#### Description of the task:
Copy out the lines between the one holding "Target: cloud" and the one holding "40L177 37L247 46L301", inclusive, without any change.

#### Exercise data:
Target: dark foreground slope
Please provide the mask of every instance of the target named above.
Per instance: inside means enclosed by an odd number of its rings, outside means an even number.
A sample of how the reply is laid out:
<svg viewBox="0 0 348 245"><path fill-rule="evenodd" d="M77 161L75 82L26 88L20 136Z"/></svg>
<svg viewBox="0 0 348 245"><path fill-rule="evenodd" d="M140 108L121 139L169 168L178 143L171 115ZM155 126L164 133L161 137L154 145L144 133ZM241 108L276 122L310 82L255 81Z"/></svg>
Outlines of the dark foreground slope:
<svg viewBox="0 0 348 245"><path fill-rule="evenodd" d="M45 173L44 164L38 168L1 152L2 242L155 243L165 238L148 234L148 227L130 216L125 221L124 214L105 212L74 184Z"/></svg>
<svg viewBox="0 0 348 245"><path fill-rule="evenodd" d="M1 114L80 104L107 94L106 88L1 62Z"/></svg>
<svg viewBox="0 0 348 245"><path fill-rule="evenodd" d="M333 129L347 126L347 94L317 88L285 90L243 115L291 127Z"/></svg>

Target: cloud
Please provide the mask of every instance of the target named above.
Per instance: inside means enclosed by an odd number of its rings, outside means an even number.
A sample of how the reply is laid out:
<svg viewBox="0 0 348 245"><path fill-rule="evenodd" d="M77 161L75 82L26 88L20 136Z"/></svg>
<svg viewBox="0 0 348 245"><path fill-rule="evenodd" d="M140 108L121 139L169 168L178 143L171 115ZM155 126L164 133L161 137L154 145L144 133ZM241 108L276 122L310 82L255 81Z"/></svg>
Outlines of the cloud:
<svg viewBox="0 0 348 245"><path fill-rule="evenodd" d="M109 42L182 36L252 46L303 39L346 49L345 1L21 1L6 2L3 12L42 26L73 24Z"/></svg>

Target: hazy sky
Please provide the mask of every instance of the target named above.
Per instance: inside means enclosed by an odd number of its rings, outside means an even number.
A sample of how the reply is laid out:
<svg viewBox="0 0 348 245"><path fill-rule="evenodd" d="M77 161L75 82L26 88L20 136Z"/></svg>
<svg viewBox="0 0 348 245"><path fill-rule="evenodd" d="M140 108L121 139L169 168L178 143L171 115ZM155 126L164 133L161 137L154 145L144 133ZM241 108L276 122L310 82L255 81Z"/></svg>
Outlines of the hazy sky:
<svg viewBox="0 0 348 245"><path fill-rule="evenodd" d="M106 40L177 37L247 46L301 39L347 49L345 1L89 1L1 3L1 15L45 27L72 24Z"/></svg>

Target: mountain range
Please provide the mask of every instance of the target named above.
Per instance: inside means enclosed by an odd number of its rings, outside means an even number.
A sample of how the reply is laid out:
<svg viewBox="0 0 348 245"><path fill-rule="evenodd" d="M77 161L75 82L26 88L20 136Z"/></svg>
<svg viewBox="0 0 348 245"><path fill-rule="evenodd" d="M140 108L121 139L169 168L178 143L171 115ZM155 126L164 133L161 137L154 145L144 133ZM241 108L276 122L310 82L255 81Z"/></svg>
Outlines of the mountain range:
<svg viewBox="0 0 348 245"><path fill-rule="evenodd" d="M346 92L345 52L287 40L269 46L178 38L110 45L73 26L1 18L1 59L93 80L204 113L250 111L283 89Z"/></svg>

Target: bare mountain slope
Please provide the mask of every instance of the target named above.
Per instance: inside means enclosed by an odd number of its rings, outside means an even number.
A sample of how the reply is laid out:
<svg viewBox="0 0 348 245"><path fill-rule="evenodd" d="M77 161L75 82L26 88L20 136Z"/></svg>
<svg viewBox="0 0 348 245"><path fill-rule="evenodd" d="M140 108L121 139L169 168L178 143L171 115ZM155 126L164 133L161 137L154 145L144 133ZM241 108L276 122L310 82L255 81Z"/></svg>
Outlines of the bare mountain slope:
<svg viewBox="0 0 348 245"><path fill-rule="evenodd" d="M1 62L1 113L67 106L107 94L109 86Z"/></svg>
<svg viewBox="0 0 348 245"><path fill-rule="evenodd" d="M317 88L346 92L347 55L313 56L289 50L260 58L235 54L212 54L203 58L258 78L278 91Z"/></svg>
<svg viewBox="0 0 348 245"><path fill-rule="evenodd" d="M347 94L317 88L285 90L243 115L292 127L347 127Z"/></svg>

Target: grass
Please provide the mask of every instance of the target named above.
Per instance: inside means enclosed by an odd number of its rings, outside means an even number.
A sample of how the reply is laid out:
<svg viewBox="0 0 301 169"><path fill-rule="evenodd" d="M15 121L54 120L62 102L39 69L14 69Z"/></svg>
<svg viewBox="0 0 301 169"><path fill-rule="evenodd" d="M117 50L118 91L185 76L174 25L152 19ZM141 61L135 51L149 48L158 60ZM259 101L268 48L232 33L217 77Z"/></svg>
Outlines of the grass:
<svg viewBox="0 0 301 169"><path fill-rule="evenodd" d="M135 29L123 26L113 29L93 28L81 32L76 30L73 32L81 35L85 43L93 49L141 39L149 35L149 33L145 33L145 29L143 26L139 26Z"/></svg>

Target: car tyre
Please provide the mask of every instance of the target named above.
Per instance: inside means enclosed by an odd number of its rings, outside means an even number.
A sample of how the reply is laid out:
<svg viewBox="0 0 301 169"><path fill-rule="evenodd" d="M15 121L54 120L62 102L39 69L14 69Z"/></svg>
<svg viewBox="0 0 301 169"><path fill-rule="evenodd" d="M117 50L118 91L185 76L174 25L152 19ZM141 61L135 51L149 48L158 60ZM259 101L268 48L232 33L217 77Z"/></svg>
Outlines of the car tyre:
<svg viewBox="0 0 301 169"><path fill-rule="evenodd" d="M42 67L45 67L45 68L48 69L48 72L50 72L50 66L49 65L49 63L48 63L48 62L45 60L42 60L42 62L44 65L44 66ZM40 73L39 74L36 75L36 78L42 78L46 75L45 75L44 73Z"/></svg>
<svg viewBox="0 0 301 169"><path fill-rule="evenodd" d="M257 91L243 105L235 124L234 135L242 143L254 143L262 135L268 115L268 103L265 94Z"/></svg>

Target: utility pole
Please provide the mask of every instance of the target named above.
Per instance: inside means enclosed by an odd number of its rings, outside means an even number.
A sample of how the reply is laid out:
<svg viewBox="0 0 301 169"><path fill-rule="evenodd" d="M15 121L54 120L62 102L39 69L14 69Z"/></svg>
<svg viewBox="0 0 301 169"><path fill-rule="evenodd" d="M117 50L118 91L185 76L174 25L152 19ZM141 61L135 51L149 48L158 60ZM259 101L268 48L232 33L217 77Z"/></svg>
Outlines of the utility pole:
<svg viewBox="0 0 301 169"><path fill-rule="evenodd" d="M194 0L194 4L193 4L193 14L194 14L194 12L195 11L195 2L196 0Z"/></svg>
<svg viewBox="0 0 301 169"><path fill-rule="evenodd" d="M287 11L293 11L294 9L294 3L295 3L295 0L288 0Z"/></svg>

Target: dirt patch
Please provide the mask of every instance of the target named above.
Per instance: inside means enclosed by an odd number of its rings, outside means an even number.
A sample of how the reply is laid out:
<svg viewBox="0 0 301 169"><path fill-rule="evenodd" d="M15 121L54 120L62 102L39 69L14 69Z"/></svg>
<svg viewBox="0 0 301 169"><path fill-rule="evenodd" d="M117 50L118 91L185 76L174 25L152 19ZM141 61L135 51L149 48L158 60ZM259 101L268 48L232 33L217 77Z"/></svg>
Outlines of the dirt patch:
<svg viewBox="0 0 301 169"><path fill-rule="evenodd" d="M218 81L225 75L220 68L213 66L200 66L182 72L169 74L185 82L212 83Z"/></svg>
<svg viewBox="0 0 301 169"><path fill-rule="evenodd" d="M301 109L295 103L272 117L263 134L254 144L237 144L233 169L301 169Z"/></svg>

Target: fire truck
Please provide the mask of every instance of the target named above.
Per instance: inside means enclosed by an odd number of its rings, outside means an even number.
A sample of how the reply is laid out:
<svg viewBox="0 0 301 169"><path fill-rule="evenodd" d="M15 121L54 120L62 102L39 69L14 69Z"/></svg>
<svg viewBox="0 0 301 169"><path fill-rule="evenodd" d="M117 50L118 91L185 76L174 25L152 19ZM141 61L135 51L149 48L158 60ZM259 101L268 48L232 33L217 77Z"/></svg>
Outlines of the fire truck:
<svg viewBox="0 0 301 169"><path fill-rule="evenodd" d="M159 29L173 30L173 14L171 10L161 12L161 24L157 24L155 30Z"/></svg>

#### Result of this exercise:
Target: cloud
Please provide the mask of every instance of the target named above.
Per instance: inside means enclosed by an odd number of its rings, outside means an even number.
A sample of how the reply is laid out:
<svg viewBox="0 0 348 245"><path fill-rule="evenodd" d="M77 161L75 82L26 88L20 136Z"/></svg>
<svg viewBox="0 0 348 245"><path fill-rule="evenodd" d="M140 108L121 139L169 168L178 143L171 115ZM155 126L164 133L161 137L154 145L144 133ZM241 108L276 122L310 82L255 81Z"/></svg>
Outlines of the cloud:
<svg viewBox="0 0 348 245"><path fill-rule="evenodd" d="M109 42L182 36L252 46L303 39L346 49L345 1L21 1L6 2L3 12L42 26L73 24Z"/></svg>

Target: hazy sky
Please provide the mask of every instance of the target named above.
Per instance: inside means enclosed by an odd number of its rings, outside means an even number.
A sample of how the reply is laid out:
<svg viewBox="0 0 348 245"><path fill-rule="evenodd" d="M77 161L75 82L26 88L20 136Z"/></svg>
<svg viewBox="0 0 348 245"><path fill-rule="evenodd" d="M140 108L121 139L169 168L178 143L171 115ZM155 126L164 133L161 137L154 145L144 133ZM241 108L276 122L310 82L255 81Z"/></svg>
Outlines of the hazy sky:
<svg viewBox="0 0 348 245"><path fill-rule="evenodd" d="M106 40L177 37L247 46L301 39L347 49L345 1L89 1L1 3L1 15L45 27L72 24Z"/></svg>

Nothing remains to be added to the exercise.